- Written instruction: Substitute "wooden table" for "wooden surface" in the stretch from the start of the records through the line containing "165,162 -> 186,205", and reproduce those lines with nothing else altered.

- Saved entries:
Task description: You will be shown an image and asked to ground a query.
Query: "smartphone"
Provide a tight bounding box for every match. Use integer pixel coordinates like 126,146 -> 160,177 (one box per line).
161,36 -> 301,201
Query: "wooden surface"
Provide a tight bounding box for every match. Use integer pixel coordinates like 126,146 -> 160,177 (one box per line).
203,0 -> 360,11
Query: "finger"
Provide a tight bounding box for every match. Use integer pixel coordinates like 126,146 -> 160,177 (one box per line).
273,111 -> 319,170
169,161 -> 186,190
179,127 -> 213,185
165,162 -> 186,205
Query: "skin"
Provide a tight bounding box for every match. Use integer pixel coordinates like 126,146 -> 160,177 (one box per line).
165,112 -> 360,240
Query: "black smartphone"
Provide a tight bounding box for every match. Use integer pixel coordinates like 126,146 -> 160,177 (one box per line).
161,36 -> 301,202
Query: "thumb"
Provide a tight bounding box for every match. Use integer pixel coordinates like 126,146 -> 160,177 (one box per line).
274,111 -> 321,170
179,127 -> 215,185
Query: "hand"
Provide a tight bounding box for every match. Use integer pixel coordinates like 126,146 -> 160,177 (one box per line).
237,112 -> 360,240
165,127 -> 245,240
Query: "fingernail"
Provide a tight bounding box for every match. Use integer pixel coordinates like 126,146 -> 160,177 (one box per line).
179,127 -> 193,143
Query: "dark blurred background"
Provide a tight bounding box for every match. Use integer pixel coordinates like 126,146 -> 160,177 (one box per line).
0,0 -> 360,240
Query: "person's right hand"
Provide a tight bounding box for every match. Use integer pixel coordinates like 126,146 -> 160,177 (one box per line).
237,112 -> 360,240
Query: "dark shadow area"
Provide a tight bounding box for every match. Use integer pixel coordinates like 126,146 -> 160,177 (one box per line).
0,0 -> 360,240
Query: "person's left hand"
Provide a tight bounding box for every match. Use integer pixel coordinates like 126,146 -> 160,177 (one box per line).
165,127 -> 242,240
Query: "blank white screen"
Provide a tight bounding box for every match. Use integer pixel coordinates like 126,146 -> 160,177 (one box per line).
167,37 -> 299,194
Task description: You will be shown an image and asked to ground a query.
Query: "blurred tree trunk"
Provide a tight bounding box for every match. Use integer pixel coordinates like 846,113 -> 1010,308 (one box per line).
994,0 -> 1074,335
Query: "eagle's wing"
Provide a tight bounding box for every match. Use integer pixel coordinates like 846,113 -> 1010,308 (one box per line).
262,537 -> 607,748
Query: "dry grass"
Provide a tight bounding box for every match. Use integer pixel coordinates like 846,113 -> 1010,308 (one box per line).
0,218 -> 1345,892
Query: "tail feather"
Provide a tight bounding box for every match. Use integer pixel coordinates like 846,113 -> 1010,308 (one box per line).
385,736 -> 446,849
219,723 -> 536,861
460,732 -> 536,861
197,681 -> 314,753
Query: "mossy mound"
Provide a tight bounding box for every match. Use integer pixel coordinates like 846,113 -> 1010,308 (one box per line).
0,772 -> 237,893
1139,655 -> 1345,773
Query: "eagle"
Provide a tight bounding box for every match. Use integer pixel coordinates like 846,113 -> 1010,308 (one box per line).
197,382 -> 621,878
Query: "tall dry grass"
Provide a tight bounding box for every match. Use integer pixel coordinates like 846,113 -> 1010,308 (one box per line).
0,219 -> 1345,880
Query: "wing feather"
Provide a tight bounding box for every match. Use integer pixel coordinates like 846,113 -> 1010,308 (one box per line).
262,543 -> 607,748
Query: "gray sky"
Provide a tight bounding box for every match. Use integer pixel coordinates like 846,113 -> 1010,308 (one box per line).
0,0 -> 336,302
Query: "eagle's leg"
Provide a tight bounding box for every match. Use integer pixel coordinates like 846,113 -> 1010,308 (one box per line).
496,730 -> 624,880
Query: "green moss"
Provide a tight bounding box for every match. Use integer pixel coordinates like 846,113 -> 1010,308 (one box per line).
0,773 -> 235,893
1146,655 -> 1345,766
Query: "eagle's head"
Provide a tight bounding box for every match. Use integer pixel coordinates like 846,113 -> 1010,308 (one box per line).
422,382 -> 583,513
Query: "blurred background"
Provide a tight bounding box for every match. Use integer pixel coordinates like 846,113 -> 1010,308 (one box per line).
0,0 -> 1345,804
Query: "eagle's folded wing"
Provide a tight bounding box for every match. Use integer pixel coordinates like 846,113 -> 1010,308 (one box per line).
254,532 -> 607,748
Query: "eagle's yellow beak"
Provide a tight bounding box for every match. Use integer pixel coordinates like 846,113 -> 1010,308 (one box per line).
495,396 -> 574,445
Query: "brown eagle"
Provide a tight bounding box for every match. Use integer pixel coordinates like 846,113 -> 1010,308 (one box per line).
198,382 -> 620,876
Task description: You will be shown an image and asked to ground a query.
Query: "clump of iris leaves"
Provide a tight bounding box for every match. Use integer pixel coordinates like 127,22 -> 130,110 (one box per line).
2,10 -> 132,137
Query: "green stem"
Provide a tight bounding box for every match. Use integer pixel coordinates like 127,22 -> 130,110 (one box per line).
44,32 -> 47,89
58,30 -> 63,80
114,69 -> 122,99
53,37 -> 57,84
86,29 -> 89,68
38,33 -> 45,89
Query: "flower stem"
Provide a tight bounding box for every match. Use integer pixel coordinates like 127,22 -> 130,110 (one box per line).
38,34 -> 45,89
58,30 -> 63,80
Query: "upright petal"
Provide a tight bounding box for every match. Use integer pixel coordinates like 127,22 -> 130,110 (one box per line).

- Answer for this exercise:
Task description: You will be shown an image and asked to ground a query.
Query: "smartphone"
Provide a tight bounding box for every match. Use integer pixel coordinates like 126,146 -> 160,177 (one box per line).
161,36 -> 301,201
Query: "wooden table"
Provide a tight bounding box for every match. Use integer pixel coordinates like 126,146 -> 160,177 (one box per line).
203,0 -> 360,11
Query: "finger"
Provide a tight bounding box for every match. Use integer pixel coordinates like 126,146 -> 160,177 (one box per line).
273,111 -> 319,170
169,161 -> 186,190
179,127 -> 213,185
165,162 -> 186,205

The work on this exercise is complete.